## start Records

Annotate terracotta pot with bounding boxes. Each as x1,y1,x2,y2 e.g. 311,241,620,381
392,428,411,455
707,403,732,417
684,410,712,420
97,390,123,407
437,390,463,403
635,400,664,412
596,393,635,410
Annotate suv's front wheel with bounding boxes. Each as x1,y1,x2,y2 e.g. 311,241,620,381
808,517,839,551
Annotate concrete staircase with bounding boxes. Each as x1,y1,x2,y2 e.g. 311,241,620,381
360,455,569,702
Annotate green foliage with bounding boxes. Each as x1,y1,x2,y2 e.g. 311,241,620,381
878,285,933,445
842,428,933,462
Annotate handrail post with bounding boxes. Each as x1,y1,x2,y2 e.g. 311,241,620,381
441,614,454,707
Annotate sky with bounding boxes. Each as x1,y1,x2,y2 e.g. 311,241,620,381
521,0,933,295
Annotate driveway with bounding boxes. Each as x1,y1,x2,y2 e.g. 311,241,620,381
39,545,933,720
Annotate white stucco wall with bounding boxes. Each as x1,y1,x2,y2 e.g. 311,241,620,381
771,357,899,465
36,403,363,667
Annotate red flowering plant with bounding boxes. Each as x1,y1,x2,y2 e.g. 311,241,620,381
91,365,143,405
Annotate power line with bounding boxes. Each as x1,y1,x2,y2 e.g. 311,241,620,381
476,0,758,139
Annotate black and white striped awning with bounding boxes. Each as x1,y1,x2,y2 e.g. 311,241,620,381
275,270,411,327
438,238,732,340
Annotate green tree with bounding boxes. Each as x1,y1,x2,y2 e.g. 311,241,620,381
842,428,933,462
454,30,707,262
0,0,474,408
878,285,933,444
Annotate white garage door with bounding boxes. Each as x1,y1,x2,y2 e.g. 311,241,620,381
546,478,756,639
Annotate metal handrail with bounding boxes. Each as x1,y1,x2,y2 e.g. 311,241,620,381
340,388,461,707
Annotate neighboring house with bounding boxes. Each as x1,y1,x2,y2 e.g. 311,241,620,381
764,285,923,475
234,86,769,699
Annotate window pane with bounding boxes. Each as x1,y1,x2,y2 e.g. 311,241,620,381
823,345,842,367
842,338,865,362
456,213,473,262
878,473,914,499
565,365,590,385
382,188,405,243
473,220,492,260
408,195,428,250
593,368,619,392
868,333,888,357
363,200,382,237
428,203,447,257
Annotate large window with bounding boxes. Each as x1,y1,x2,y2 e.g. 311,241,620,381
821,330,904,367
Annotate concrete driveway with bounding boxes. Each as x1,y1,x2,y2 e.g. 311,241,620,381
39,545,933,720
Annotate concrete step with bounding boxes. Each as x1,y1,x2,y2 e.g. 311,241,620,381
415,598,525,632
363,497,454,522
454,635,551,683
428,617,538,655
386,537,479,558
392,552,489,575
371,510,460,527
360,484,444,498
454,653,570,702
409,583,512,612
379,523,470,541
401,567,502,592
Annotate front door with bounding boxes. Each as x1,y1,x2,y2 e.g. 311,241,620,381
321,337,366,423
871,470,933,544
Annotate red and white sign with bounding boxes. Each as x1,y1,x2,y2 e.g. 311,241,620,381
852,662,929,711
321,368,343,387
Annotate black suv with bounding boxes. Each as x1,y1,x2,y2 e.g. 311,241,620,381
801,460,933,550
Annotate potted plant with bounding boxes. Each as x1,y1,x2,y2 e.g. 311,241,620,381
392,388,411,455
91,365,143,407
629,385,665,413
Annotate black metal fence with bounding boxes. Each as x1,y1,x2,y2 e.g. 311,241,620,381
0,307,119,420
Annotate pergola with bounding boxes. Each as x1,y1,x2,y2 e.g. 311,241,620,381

## end Records

Arrange every line of the material above as a numbered list, leaving out any blank lines.

1. Annotate terracotta pot with bounding boxes. Each as x1,y1,x2,y2 e.g. 311,241,620,381
2. 392,428,411,455
3. 707,403,732,417
4. 684,410,712,420
5. 97,390,123,407
6. 437,390,463,403
7. 635,400,664,412
8. 596,393,635,410
9. Annotate suv's front wheel with bounding boxes. Each as x1,y1,x2,y2 e.g. 311,241,620,381
10. 808,517,839,551
11. Annotate concrete staircase with bounding boxes. Each as x1,y1,x2,y2 e.g. 311,241,620,381
12. 360,455,569,702
13. Annotate green foliage with bounding boxes. Each as x1,y1,x2,y2 e.g. 311,241,620,381
14. 878,285,933,445
15. 842,428,933,462
16. Annotate handrail post with bounding boxes. Each as x1,y1,x2,y2 e.g. 311,241,620,381
17. 441,614,454,707
18. Annotate sky with bounding boxes. Each as x1,y1,x2,y2 e.g. 311,241,620,381
19. 521,0,933,295
20. Annotate driveway with bounding boxes. Each as x1,y1,x2,y2 e.g. 311,241,620,381
21. 39,545,933,720
22. Annotate white stucco wall with bounding boxes. Each as x1,y1,x2,y2 e.g. 311,241,620,381
23. 771,357,899,465
24. 36,403,363,667
25. Annotate red flowering plant with bounding boxes. Each as x1,y1,x2,y2 e.g. 311,241,620,381
26. 91,365,143,405
27. Annotate power line with bounding boxes. Each as x1,y1,x2,y2 e.g. 311,241,620,381
28. 476,0,758,139
29. Annotate black and white striped awning with bounding boxes. Each as x1,y1,x2,y2 e.g. 311,241,620,381
30. 275,270,411,327
31. 438,238,732,340
32. Annotate green tree with bounding boxes. Each as x1,y1,x2,y2 e.g. 311,241,620,381
33. 842,428,933,462
34. 454,30,707,262
35. 0,0,474,408
36. 878,285,933,444
37. Annotate white garage door with bounding boxes. Each as x1,y1,x2,y2 e.g. 311,241,620,381
38. 546,478,756,639
39. Annotate metal handrail with bounding boxes. Each as x1,y1,x2,y2 e.g. 311,241,620,381
40. 340,388,461,707
41. Annotate neighboring house with bounding boxes. Each as x1,y1,x2,y2 e.g. 311,241,620,381
42. 764,285,923,475
43. 234,86,769,699
44. Annotate window pane with bounding boxes. Each as x1,y1,x2,y2 e.g. 311,241,620,381
45. 823,345,842,367
46. 842,338,865,362
47. 456,213,473,262
48. 878,473,914,499
49. 565,365,590,385
50. 382,188,405,243
51. 473,220,492,260
52. 408,195,428,250
53. 593,368,619,392
54. 868,333,888,357
55. 363,200,382,237
56. 428,203,447,257
57. Annotate large window with bounding boxes. Each as x1,y1,x2,y2 e.g. 311,241,620,381
58. 821,330,904,367
59. Annotate concrete driveway with bounding boxes. Each as x1,y1,x2,y2 e.g. 311,241,620,381
60. 39,545,933,720
61. Annotate concrete step with bounding boxes. Each as x1,y1,x2,y2 e.g. 311,241,620,381
62. 415,598,525,632
63. 363,497,454,522
64. 454,635,551,683
65. 428,617,538,655
66. 386,537,479,558
67. 392,552,489,575
68. 371,510,460,527
69. 360,484,444,498
70. 454,653,570,702
71. 409,583,512,612
72. 379,523,470,541
73. 401,567,502,592
74. Annotate front door with bounding boxes. Each as x1,y1,x2,y2 e.g. 311,241,620,381
75. 321,337,366,423
76. 871,470,933,544
77. Annotate red and white sign with bounding boxes. Each as x1,y1,x2,y2 e.g. 311,241,620,381
78. 852,662,929,711
79. 321,368,343,387
80. Annotate black suv with bounding boxes. Each as x1,y1,x2,y2 e.g. 311,241,620,381
81. 801,460,933,550
82. Annotate potted plant with bounding boxes. Each as x1,y1,x2,y2 e.g. 311,241,620,381
83. 392,388,411,455
84. 91,365,143,407
85. 629,385,665,413
86. Annotate black metal fence with bounding boxes. Each as x1,y1,x2,y2 e.g. 311,241,620,381
87. 0,307,119,420
88. Annotate pergola with bounding boxes. Each as x1,y1,x2,y2 e.g. 311,241,620,381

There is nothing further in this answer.